_DATA SHOWN_
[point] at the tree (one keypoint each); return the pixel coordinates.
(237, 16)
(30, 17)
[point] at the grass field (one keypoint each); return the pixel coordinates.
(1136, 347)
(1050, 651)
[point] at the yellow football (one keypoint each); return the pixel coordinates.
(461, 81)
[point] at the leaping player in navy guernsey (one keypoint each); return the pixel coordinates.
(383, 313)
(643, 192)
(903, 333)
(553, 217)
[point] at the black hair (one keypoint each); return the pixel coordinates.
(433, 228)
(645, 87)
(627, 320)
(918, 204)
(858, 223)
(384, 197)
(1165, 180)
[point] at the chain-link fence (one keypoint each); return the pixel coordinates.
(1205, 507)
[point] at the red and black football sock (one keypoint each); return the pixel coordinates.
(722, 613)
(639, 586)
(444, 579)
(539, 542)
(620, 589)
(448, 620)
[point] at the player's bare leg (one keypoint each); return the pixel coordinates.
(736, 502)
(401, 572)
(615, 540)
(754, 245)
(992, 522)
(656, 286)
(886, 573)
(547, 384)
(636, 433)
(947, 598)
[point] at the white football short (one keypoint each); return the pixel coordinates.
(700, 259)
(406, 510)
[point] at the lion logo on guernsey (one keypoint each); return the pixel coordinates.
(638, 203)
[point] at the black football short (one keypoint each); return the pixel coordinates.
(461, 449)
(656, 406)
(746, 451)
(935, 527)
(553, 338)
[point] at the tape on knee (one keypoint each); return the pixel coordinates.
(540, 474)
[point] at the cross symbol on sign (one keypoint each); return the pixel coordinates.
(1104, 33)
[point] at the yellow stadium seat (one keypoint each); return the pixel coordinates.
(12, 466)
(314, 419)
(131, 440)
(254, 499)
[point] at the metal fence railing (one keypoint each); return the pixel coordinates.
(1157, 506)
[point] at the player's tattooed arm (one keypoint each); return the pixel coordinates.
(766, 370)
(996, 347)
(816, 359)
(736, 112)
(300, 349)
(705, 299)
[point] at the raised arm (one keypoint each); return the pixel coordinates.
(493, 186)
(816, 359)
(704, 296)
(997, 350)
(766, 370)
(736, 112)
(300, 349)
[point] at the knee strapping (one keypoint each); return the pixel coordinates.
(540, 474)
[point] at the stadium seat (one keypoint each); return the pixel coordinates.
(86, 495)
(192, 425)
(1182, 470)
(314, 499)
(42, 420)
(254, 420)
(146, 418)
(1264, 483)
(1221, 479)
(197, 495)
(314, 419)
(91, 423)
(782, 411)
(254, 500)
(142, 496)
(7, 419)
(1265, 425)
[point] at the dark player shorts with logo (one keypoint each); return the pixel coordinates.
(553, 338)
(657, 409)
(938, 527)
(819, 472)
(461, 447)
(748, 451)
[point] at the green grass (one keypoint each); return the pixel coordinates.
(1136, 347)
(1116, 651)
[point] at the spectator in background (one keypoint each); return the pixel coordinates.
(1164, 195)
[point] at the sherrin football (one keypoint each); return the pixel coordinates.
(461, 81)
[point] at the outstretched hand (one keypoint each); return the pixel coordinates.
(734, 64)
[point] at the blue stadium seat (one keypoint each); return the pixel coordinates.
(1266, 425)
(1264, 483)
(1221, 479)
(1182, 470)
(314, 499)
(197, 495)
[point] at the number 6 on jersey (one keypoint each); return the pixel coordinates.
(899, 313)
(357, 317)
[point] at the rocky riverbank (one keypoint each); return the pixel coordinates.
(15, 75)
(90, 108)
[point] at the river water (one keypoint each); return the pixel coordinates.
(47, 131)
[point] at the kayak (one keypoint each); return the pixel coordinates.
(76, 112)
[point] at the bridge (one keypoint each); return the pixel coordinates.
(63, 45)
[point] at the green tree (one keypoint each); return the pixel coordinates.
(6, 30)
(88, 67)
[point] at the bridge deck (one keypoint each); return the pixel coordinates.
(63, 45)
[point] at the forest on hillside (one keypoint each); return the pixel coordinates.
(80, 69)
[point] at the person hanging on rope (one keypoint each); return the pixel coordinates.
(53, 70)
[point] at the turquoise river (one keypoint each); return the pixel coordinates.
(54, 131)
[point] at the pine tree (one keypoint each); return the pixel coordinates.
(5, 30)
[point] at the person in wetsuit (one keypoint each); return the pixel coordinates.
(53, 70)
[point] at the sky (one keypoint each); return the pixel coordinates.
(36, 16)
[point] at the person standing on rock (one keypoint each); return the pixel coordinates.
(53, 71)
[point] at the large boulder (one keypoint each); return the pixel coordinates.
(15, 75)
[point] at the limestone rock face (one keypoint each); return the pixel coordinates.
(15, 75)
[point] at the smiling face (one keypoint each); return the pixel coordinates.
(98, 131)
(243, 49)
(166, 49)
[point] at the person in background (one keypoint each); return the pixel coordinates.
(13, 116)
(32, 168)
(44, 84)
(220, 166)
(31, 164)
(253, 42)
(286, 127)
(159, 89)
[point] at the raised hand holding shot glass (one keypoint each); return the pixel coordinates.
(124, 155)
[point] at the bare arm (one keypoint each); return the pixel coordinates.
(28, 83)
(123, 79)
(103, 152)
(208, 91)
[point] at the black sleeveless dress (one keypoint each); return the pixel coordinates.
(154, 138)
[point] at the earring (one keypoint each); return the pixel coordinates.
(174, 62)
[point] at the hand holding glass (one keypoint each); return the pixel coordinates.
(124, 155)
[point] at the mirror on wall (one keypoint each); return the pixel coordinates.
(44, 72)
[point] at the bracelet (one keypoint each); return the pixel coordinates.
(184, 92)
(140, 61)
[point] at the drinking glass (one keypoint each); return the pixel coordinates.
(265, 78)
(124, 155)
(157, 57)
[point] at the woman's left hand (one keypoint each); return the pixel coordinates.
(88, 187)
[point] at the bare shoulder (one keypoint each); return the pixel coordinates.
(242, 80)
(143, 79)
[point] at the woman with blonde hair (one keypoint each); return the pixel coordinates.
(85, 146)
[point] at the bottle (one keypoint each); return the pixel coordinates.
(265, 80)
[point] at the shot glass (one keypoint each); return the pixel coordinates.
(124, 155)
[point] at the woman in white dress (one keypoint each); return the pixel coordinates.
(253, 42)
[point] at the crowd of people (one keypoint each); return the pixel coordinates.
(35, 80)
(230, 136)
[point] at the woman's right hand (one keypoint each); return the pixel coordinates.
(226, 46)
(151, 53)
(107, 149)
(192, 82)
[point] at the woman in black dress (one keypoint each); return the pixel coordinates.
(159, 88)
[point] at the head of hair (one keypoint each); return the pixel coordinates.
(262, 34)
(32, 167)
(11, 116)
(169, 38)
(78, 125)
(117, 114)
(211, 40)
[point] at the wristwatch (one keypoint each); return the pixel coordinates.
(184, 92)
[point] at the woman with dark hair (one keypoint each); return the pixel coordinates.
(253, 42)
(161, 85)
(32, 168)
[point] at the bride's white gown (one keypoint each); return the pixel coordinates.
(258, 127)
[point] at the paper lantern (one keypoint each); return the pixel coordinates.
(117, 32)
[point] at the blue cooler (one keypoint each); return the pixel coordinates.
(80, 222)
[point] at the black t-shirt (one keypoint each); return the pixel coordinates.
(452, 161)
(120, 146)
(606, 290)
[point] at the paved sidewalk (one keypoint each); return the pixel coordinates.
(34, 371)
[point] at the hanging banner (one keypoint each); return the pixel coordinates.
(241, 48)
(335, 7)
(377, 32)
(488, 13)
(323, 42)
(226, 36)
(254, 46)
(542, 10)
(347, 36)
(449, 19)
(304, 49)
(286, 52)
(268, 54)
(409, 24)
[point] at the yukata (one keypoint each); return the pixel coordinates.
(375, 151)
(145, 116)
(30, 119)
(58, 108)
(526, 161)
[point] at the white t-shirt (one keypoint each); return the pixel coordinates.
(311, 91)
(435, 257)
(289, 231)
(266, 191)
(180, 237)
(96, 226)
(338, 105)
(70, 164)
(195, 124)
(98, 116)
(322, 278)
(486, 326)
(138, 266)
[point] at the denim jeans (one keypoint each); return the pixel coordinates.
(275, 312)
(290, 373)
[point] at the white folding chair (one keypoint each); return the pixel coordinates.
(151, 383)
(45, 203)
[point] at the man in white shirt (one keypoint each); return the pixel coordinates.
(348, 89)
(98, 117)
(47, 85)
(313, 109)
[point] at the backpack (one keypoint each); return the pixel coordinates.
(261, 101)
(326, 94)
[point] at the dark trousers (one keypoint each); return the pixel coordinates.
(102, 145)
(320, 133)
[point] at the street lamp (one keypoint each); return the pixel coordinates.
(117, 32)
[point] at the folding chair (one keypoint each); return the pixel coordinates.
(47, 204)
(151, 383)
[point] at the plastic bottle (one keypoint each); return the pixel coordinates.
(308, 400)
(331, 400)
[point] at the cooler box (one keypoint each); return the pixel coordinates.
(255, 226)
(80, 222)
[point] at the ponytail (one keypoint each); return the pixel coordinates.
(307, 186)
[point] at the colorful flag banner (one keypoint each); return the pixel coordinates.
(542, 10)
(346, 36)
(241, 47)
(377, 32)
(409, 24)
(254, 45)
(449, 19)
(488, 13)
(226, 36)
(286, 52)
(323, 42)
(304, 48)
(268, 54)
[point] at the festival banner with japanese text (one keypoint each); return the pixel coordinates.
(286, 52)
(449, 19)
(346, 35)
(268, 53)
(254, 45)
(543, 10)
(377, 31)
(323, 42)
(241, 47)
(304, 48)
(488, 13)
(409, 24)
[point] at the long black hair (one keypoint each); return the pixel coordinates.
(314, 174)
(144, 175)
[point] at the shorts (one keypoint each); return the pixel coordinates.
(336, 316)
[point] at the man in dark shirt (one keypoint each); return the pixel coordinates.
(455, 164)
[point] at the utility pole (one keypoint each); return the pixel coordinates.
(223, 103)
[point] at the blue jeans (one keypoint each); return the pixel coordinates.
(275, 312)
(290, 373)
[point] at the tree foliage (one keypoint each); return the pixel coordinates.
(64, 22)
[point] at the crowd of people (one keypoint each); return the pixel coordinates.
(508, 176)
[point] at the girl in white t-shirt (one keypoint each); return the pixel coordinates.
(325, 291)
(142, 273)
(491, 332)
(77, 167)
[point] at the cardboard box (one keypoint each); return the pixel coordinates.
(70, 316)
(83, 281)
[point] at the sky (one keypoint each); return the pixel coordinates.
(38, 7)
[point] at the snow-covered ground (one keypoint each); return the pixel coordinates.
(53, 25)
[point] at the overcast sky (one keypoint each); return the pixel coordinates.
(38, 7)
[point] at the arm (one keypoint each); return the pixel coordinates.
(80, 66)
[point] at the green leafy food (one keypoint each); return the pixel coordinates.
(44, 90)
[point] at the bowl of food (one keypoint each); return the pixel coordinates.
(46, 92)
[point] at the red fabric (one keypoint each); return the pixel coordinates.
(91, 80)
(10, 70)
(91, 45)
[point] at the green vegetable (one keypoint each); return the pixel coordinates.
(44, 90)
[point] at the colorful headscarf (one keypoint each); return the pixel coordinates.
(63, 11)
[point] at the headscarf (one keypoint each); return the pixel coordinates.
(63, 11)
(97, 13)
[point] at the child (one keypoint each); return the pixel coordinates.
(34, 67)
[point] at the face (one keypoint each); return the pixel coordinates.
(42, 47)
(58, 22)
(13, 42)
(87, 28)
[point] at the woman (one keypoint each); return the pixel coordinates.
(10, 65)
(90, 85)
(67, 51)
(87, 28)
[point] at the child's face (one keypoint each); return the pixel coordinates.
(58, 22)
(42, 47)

_WHAT TO PRODUCE_
Start printing at the line with "[point] at the green vegetable" and stop after the final line of the listing above, keeping every line exact.

_TASK RESPONSE_
[point] at the green vegetable (one keypoint each); return the pixel coordinates.
(44, 90)
[point] at the colorful headscarf (one keypoint each); return the pixel coordinates.
(63, 11)
[point] at the headscarf (one keypoint each); return the pixel coordinates.
(63, 11)
(97, 13)
[point] at the child (one keypoint each); return the pixel coordinates.
(34, 67)
[point] at the face (one keypoint each); return the pixel coordinates.
(42, 47)
(58, 22)
(13, 42)
(87, 28)
[point] at the woman (one keypoint each); return the pixel coordinates.
(10, 65)
(90, 85)
(67, 51)
(87, 28)
[point] at the child's face (one keypoint each); return the pixel coordinates.
(58, 22)
(42, 47)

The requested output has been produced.